··· Texte fourni

3. Les conséquences pratiques de l'ouverture du transport ferroviaire national
Même si cette concurrence sera sans doute limitée et progressive, la prudence et la lucidité obligent tous les opérateurs à s'y préparer : la concurrence de sociétés privées sur le marché ferroviaire ouvert aura des conséquences majeures pour la SNCF.
La France, en particulier le trafic Nord-Sud, offre un maillage exceptionnel et exceptionnellement attractif. Selon une estimation de la SNCF, 30 % du trafic intérieur et 80 % des trains grandes lignes seraient susceptibles d'intéresser une concurrence.
Plusieurs types d'opérateurs peuvent être intéressés par le transport intérieur français : les opérateurs historiques d'autres pays de l'UE ; quelques sociétés privées qui ont déjà une certaine expérience du transport ferroviaire à l'étranger ; enfin des transporteurs qui raisonnent en termes de « réseaux », en termes de « service global de transports », partant du constat qu'un transport peut se faire par différents modes alternatifs ou complémentaires (train/auto/avion). Le site internet de voyages de la SNCF ( www.voyages-sncf.com ) n'a-t-il pas lui même donné l'exemple (puisqu'on peut choisir entre « trains » et « vols ») ? De même, l'association presque systématique de loueurs de voitures aux services des compagnies aériennes est le signe d'une complémentarité naissante. On peut ainsi parfaitement imaginer que des compagnies aériennes, seules ou en association avec des transporteurs ferroviaires privés, soient, un jour, tentés par une desserte ferroviaire, soit sur des liaisons pour lesquelles l'avion n'est plus très adapté face à la concurrence du train rapide (Paris-Nantes par exemple), soit pour desservir des aéroports régionaux, alors utilisés comme aéroports de délestage des deux plates formes parisiennes engorgées (Paris CDG - Lyon par exemple; on observera d'ailleurs que la gare de Paris CDG existe déjà).
Certes, l'ouverture implique une contrepartie. La SNCF pourrait elle aussi, à son tour, préparer des dessertes intérieures dans d'autres pays.
On notera qu'Air France avait eu exactement les mêmes appréhensions lors de la libéralisation du secteur aérien.
Quelles réponses apporter à ce défi ? Quatre voies peuvent être évoqués : la péréquation, la réponse commerciale, les sillons, la renégociation des charges.
Le sujet de la péréquation a été abordé en priorité. La concurrence se ferait principalement sur les lignes commerciales les plus attractives. Or, l'équilibre financier du réseau - la péréquation entre lignes - sera rompu si la SNCF perd le segment du marché qui lui permet de financer les lignes déficitaires. Le troisième paquet (la directive 2007-58) prévoit à cet effet une disposition spéciale, demandée par la France, qui permet de mettre en place un prélèvement non discriminatoire sur les services bénéficiaires pour « externaliser » cette péréquation aujourd'hui interne à la SNCF et financer les compensations de service public à verser pour les lignes déficitaires d'aménagement du territoire (17 ( * )) . Encore faut-il que l'État, à qui il reviendra de définir et d'organiser ces services, se dote des moyens juridiques et techniques d'exercer cette compétence.
La SNCF ne manque pas de réponse commerciale : saturer les sillons par des dessertes fréquentes, innover par des pratiques commerciales (ID TGV), mettre en service des trains à grande vitesse - 300-350 km/h - à l'étranger dès lors que les voies sont adaptées.

······

**À faire**
[A] Reformulez sous forme de liste, plus brièvement, le paragraphe du texte sur l'ouverture du rail qui commence par « Le sujet de la péréquation », en gardant ses faits essentiels.
[B] Recopiez le passage du texte sur l'ouverture du rail allant de « Certes, l'ouverture implique » jusqu'à « du secteur aérien. », en substituant « craintes » à « appréhensions ».
[C] D'après l'estimation de la SNCF citée dans le texte sur l'ouverture du rail, quelle proportion des trains grandes lignes serait susceptible d'intéresser une concurrence ?

··· Lignes

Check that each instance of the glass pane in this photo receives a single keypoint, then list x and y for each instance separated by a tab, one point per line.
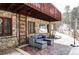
42	28
0	26
7	26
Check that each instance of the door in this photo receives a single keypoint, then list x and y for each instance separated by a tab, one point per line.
22	30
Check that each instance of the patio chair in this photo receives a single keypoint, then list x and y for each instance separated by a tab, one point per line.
49	41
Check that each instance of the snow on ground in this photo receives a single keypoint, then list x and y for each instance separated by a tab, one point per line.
65	39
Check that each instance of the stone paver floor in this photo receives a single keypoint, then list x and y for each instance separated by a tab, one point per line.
56	49
10	52
74	51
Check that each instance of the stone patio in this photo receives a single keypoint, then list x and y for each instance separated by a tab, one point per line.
56	49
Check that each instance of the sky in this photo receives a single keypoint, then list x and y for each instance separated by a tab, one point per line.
60	4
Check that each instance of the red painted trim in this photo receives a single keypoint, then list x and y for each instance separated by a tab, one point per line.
2	26
11	26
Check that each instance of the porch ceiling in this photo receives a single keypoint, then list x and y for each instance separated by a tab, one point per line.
22	8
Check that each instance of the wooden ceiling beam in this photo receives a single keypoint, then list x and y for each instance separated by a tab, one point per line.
11	5
18	8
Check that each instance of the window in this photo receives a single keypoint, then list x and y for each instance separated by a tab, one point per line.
5	26
31	27
43	28
0	26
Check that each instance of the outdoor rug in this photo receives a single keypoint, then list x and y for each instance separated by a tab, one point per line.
56	49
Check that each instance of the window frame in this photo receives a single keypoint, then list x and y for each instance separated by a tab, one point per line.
3	33
31	31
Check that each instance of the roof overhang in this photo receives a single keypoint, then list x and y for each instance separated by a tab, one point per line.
25	9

······

**Corrigés**
[A]
- La péréquation a été abordée en priorité.
- La concurrence porterait surtout sur les lignes commerciales les plus attractives.
- Si la SNCF perd ce segment, qui finance les lignes déficitaires, l'équilibre financier du réseau (la péréquation entre lignes) sera rompu.
- Le troisième paquet (directive 2007-58) prévoit, à la demande de la France, un prélèvement non discriminatoire sur les services bénéficiaires. Ce prélèvement doit « externaliser » la péréquation et financer les compensations de service public des lignes déficitaires d'aménagement du territoire.
- L'État, chargé de définir et d'organiser ces services, doit encore se doter des moyens juridiques et techniques d'exercer cette compétence.

[B]
Certes, l'ouverture implique une contrepartie. La SNCF pourrait elle aussi, à son tour, préparer des dessertes intérieures dans d'autres pays.
On notera qu'Air France avait eu exactement les mêmes craintes lors de la libéralisation du secteur aérien.

[C] 80 % des trains grandes lignes.